## [WHAT TO WORK ON]
Do these statements agree with the excerpt on North American integration below? Answer yes or no for each, quoting the words from the excerpt that decide it: (a) Arizona State University created the North American Center for Transborder Studies. (b) The North American Integration and Development Center is based at American University. (c) BRICS was created by the World Bank.

## [EXCERPTED TEXT]
The Center for North American Studies at American University in Washington, D.C. "was established to educate a new generation of students, to promote policy debate among the governments and the public, and to undertake research on ideas for a continental future." Arizona State University has also created the North American Center for Transborder Studies whose mission, "is to advance greater understanding of border and trilateral issues in North America by supporting scholars who contribute to the development of innovative theory and actionable policy analysis regarding these issues." The North American Integration and Development Center based at the University of California, Los Angeles, "seeks to build linkages among a wide variety of institutions, organizations, and community groups in order to promote North American integration." These various centers, along with other initiatives are part of the ongoing efforts to further condition and train a new generation into accepting a North American consciousness.

    The North American community, once consolidated, will quickly be merged through trade pacts like the TPP and the TTIP with countries in Asia and Europe. Africa has already taken steps toward the creation of the African Union. The European Union continues to attempt to consolidate power over Europe despite its startling failures. Putin's Eurasian Economic Union was officially birthed earlier this year. The Goldman Sachs-created BRICS continues on with its own attempts to harmonize regulations and bring down borders. The WTO, the WHO, the UN, the IMF, the World Bank, the OECD, the World Customs Organization and a thousand other international frameworks, institutions, organizations and quasi-governmental structures continue to work behind the scenes to continue the process of creating the "global governance" that the arch-globalist oligarchs are so openly proud of.

    So is it at all surprising that we are now seeing maps of "the Homeland" that just happen to include North and Central America and the Caribbean? Or is it just another part of the acclimation that the public is undergoing to accept the inevitability of regional (and eventually world) government? Readers of these pages should be in no doubt that it is most certainly the latter.

The logical question for those who oppose this agenda, then, is how best to oppose it. Is the answer to rally around the flag and cling to the nation-state framework as the bulwark against the oligarchical control structure? To elect this or that president in the hopes that he or she will reverse the tide of this generations-old plan for world domination by the money printers, kingmakers and oligarchs?

    Certainly these ideas make sense if the natural, logical and defensible structure for the preservation of human freedom was the nation state. But what if the nation-state is not a natural institution, nor one dedicated to the preservation of liberty? What if it is itself the creation of the oligarchical elite of ages past in order to consolidate their control over the peoples of each nation, and what if that nation state structure is now being entered into a Hegelian dialectic with the globalist institutions from which "global government" is the only possible synthesis?

In that case, we're not only going to need to fundamentally rethink our strategies for opposing the globalist institutions; we're going to have to rethink what it even means to oppose them.

## [EXCERPTED RECORDS]

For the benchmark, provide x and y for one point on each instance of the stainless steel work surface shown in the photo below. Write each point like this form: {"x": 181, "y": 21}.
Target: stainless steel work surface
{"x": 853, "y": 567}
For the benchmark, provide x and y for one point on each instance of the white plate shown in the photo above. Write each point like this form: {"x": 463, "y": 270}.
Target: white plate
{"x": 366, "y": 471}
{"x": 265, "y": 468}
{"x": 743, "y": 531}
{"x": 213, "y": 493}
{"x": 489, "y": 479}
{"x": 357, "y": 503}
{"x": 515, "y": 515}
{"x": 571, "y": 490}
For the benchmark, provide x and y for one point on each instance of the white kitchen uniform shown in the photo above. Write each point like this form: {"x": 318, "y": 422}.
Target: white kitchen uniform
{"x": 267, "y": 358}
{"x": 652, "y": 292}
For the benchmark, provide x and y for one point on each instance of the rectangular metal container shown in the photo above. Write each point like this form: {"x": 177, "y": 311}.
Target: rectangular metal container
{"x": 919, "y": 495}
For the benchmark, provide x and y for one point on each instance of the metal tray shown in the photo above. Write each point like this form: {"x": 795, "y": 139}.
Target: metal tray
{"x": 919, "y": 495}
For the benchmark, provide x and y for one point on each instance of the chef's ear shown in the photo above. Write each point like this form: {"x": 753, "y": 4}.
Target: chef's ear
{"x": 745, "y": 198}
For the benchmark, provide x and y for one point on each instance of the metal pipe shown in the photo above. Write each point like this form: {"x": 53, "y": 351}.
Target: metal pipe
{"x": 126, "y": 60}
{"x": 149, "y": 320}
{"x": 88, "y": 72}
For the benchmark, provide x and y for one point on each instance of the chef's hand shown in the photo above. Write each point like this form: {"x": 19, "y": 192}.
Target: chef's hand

## [OUTPUT FOR THIS EXERCISE]
(a) Yes: "Arizona State University has also created the North American Center for Transborder Studies"
(b) No: "The North American Integration and Development Center based at the University of California, Los Angeles"
(c) No: "The Goldman Sachs-created BRICS"